* What is needed *
Set down the stretch of the article on how music affects the brain from "In one recent" through "brain injuries (TBI).", word for word.

Music shapes the brain in many ways — it can alter brain structures in musicians, and enhance cognitive skills in children and adults alike, research shows. Still, scientists are continuing to learn much about the way the brain responds to music.
Here is a look at four ways that music is known to affect the brain.
Unearthing patients' lost memories
Music has the power to bring back memories, leading some researchers to say that music could be used as a treatment for people with memory problems.
In one recent study, researchers found that music could bring back old-age memories in people who had memory problems after sustaining traumatic brain injuries (TBI).
In fact, the musical treatment, which involved playing hit songs from different periods in people's lives, was better than an interview at eliciting past memories, according to the study published in the journal Neuropsychological Rehabilitation in 2013.
Other investigations have found that for people with severe memory problems as a result of Alzheimer's disease or dementia, music can affect the memory when nothing else does. The effect can sometimes be so great that experts have likened it to "awakening" a patient who has been unconscious.
Sharpening emotion-detecting skills
Musical training may turn people into better emotion detectors, some studies have suggested.
In one study published in the European Journal of Neuroscience in 2009, 30 participants watched a subtitled nature film while listening to a very short, almost undetectable clip of a baby's cry. The researchers looked at the brain's electrical waves to measure how sensitive the people were to the sound, and whether their brain's emotional circuits were evoked.
The researchers found that the musicians' brains responded more quickly and accurately than the brains of non-musicians, suggesting the musicians may be better at perceiving emotions even when music isn't being played, the researchers said.
Blocking out the noise
The aging brain normally becomes less and less capable of blocking out background noise, but people with musical training may be better than others at hearing and understanding sounds in a noisy environment as they age.
In a study published in the Journal of Neuroscience in 2013, researchers found that even people who took music lessons only in childhood still showed some long-lasting brain effects when it comes to detecting sounds amid a noisy background.
Noteworthy: Learning language through singing
It might help to practice a new language you're trying to learn by singing the words in the shower. Scientists recently found that when learning a new language, singing the phrases can help people learn the language better, compared with simply reading those phrases.
In the study published in the journal Memory & Cognition in 2014, researchers asked 60 adults to listen and repeat phrases in Hungarian, a language entirely foreign to the participants. Some of the participants were asked to simply repeat the phrases, some were told to repeat the phrases rhythmically, and the rest were asked to repeat the phrases by singing them.
The results showed that the participants who sang did significantly better than others in a series of Hungarian language tests.

* Information provided *

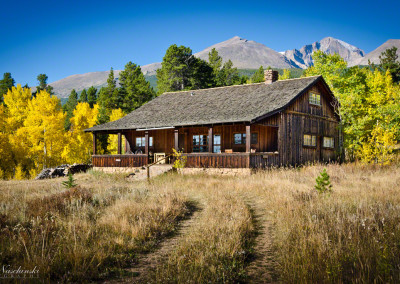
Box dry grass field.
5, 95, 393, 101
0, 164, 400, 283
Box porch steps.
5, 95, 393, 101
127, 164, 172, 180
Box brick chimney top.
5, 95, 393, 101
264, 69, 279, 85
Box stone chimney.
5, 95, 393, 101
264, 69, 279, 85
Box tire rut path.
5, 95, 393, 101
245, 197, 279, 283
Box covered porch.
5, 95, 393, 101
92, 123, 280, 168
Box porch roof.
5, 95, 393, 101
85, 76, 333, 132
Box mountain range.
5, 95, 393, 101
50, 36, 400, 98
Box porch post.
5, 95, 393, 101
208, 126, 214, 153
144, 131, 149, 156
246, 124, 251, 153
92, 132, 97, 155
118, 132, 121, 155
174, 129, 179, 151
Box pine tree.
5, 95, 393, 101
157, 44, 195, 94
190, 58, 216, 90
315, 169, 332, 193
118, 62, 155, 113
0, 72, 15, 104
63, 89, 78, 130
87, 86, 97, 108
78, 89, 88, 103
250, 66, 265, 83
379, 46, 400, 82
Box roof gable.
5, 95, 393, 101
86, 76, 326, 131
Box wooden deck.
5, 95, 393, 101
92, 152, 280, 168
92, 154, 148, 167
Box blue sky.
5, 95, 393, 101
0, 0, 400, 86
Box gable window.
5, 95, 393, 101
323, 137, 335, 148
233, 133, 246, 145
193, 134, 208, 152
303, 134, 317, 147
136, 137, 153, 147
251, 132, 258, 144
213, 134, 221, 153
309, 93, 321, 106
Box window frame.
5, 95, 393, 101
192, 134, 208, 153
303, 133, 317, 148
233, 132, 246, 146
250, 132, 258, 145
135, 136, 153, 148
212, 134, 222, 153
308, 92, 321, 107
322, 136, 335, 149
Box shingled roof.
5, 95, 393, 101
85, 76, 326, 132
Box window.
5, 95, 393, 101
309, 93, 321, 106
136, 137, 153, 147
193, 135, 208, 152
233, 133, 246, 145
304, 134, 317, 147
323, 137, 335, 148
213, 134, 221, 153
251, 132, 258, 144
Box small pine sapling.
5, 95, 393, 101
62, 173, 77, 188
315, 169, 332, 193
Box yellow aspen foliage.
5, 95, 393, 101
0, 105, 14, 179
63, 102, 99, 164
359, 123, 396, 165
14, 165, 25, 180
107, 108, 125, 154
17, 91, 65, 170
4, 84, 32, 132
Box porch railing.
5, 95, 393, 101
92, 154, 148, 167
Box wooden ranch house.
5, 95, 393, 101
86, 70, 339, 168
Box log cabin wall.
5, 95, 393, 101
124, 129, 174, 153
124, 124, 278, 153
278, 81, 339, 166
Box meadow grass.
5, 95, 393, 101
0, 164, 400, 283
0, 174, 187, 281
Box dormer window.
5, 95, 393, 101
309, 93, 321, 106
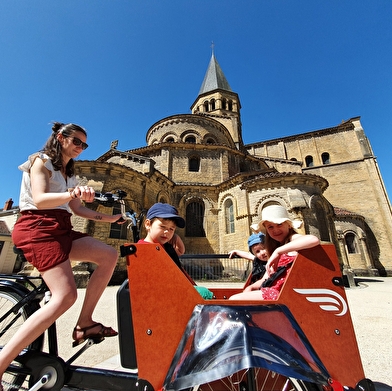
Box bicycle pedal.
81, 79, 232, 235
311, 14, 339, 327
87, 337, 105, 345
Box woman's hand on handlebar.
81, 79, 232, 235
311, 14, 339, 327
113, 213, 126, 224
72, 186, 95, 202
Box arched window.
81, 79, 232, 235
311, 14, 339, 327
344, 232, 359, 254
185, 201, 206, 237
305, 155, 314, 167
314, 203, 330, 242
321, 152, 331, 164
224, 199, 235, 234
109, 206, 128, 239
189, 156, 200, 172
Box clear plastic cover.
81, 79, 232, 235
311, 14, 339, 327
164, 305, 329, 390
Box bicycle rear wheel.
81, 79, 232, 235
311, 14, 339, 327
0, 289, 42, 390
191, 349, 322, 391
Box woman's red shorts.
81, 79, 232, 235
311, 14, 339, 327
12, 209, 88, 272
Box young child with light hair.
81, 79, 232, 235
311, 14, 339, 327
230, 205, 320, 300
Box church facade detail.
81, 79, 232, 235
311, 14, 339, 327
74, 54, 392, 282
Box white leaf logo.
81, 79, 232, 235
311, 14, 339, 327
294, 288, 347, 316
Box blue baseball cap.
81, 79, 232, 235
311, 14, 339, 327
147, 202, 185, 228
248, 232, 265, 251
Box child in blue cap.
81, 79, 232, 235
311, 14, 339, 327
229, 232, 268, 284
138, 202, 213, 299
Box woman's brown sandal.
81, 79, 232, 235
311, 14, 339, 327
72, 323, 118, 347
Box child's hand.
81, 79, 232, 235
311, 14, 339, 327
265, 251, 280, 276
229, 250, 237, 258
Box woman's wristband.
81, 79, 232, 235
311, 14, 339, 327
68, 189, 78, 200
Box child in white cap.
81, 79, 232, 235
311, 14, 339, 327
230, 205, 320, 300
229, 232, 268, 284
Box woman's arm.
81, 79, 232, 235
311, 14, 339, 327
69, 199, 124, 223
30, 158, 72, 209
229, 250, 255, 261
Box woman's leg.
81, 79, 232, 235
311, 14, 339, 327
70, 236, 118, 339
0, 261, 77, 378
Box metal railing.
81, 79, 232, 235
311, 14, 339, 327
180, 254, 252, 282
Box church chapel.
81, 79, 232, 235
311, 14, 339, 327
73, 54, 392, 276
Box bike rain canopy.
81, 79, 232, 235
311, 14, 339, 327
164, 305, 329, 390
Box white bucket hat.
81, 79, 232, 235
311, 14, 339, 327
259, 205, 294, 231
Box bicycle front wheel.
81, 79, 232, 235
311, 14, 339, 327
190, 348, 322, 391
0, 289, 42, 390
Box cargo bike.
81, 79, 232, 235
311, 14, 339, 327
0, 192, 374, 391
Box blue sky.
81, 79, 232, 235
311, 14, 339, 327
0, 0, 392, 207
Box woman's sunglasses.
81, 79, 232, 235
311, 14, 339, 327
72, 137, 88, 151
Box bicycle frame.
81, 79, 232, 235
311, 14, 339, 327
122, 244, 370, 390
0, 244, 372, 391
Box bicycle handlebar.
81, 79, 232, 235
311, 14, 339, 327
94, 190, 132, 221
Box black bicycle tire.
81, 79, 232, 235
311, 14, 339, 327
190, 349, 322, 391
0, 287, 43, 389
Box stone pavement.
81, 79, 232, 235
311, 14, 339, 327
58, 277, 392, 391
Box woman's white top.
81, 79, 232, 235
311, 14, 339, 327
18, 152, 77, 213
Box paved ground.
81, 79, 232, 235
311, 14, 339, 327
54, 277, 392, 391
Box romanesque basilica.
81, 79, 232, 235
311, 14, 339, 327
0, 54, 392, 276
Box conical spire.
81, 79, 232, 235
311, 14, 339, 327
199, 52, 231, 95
==
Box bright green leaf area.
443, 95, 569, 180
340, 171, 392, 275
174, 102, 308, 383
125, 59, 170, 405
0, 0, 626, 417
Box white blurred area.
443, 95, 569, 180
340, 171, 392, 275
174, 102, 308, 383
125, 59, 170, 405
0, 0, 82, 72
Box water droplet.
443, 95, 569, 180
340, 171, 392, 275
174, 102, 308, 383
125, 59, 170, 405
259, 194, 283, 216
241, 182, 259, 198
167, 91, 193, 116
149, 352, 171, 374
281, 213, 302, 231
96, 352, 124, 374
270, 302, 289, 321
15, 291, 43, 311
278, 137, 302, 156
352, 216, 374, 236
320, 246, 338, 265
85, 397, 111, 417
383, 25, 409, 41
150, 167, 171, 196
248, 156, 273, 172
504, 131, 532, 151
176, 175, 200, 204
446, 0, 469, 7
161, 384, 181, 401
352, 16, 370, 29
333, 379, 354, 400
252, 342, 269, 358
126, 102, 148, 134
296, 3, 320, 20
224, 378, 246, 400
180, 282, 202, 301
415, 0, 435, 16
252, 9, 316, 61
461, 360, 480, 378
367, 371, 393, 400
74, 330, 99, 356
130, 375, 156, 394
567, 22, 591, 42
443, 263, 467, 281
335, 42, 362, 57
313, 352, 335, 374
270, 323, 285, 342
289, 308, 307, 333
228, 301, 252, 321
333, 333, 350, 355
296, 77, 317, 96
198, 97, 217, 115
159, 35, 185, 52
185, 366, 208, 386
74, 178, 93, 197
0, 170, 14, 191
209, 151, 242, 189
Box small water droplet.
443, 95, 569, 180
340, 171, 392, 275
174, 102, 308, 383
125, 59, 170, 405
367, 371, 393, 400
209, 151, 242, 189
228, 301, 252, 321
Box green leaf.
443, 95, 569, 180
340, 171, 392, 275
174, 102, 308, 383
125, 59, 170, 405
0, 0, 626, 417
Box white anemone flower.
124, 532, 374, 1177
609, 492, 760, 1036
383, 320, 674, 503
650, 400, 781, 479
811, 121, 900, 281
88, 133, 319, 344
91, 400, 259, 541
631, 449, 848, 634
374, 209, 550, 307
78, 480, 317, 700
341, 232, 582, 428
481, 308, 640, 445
--
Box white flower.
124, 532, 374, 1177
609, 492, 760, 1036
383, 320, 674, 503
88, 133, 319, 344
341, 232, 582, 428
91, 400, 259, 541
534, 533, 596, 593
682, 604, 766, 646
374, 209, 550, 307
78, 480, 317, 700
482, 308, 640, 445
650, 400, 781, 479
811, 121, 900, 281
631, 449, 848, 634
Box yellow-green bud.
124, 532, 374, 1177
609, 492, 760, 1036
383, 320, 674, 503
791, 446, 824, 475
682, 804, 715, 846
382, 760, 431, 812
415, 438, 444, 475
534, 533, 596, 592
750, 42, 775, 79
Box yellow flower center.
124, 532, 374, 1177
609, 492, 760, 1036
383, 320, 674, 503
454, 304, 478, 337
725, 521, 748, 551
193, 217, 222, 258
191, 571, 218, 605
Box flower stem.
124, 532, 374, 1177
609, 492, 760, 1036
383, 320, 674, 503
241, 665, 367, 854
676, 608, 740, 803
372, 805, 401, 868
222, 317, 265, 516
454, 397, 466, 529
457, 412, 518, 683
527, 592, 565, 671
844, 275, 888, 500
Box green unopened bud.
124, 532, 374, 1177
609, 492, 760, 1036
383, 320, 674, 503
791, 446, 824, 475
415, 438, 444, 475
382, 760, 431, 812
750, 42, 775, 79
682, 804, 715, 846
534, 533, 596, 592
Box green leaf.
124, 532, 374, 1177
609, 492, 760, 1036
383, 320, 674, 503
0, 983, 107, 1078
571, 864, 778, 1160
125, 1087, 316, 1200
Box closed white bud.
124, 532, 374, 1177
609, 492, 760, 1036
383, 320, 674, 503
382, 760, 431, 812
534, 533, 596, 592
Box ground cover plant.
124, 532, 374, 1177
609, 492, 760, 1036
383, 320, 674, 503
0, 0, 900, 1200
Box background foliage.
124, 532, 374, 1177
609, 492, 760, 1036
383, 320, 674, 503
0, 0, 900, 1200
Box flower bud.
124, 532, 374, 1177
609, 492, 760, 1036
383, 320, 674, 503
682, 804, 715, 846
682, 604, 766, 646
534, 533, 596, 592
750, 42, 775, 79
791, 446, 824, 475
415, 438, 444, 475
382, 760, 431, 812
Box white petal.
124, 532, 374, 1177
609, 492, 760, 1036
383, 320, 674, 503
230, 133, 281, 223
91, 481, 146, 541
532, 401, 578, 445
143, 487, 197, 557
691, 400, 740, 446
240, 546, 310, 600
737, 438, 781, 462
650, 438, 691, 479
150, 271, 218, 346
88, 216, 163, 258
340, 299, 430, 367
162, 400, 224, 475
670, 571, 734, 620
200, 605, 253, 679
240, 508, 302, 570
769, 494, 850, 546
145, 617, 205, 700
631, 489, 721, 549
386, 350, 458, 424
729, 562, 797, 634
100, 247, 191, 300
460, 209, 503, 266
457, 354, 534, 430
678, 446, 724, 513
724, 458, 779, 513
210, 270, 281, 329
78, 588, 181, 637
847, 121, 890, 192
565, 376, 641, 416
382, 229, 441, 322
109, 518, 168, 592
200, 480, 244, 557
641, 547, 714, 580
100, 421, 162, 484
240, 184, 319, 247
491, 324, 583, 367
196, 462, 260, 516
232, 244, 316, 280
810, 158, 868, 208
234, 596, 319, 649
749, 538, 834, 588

* Response to the exercise *
In one recent study, researchers found that music could bring back old-age memories in people who had memory problems after sustaining traumatic brain injuries (TBI).